PAGE TEXT
══════════

Docs' Counseling Ignored

A physician's or other healthcare worker's "counseling intervention"urging lifestyle changes aimed at preventing cardiovascular disease may have no effect. "Although the correlation among healthful diet, physical activity, and the incidence of CVD is strong, existing evidence indicates that the health benefit of initiating behavioral counseling in the primary care setting to promote a healthful diet and physical activity is small," wrote United States Preventive Task Force member Virginia Moyer, MD, MPH and colleagues in the Annals of Internal Medicine.

The team went on to suggest that clinicians "may choose to selectively counsel patients rather than incorporate counseling into the care of all adults in the general population . . . Issues to consider include other risk factors for CVD, a patient's readiness for change, social support and community resources that support behavioral change, and other health care and preventive service priorities."

The recommendations were based on studies of medium- and high-intensity behavioral counseling interventions, but not low-intensity interventions. The intensity of the interventions is categorized by total patient contact time with low being 1 to 30 minutes, medium being 31 minutes to 6 hours, and high being over 6 hours. In general, low-intensity interventions consist only of mailed materials or of 1 to 2 single, brief sessions with primary care clinicians or other trained persons. Medium-intensity interventions involve a range of 3 to 24 phone sessions or 1 to 8 in-person sessions. High-intensity interventions involve a range of 4 to 20 in-person group sessions.

Although intensive counseling doesn't appear to harm patients, spending so much time with patients to no avail amounts to a "lost opportunity to provide other services that have a greater health effect," the task force concluded.

══════════

ENTRIES SUPPLIED
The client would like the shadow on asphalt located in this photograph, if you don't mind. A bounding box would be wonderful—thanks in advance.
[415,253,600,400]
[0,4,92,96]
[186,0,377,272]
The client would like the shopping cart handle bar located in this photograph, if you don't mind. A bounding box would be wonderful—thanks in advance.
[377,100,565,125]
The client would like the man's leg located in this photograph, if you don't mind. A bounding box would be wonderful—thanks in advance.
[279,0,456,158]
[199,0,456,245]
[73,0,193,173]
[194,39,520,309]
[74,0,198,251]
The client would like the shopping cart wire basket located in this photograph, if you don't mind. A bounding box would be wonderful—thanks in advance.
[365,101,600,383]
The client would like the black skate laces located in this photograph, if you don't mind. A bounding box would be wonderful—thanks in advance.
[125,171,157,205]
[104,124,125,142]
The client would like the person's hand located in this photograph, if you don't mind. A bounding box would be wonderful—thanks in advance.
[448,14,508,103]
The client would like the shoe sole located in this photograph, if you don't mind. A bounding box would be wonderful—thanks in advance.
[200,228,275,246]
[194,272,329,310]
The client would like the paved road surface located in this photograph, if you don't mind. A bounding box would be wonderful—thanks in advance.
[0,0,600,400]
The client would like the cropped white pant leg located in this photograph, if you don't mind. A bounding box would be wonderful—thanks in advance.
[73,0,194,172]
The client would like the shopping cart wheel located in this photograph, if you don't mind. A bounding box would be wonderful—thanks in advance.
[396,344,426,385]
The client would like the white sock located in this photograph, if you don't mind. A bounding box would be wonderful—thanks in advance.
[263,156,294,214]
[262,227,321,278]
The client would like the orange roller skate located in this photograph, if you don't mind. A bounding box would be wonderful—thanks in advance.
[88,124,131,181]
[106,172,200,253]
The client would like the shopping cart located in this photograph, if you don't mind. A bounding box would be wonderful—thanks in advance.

══════════

ASSIGNMENT
Does each statement agree with the counseling article? Answer yes or no for each, and quote the deciding words.
1. Medium-intensity interventions can consist of 1 to 8 in-person sessions.
2. The recommendations drew on studies of low-intensity interventions.
3. The task force found that intensive counseling harms patients.
Answer from the counseling article alone.

SOLUTION
1. Yes: "Medium-intensity interventions involve a range of 3 to 24 phone sessions or 1 to 8 in-person sessions."
2. No: "The recommendations were based on studies of medium- and high-intensity behavioral counseling interventions, but not low-intensity interventions."
3. No: "Although intensive counseling doesn't appear to harm patients"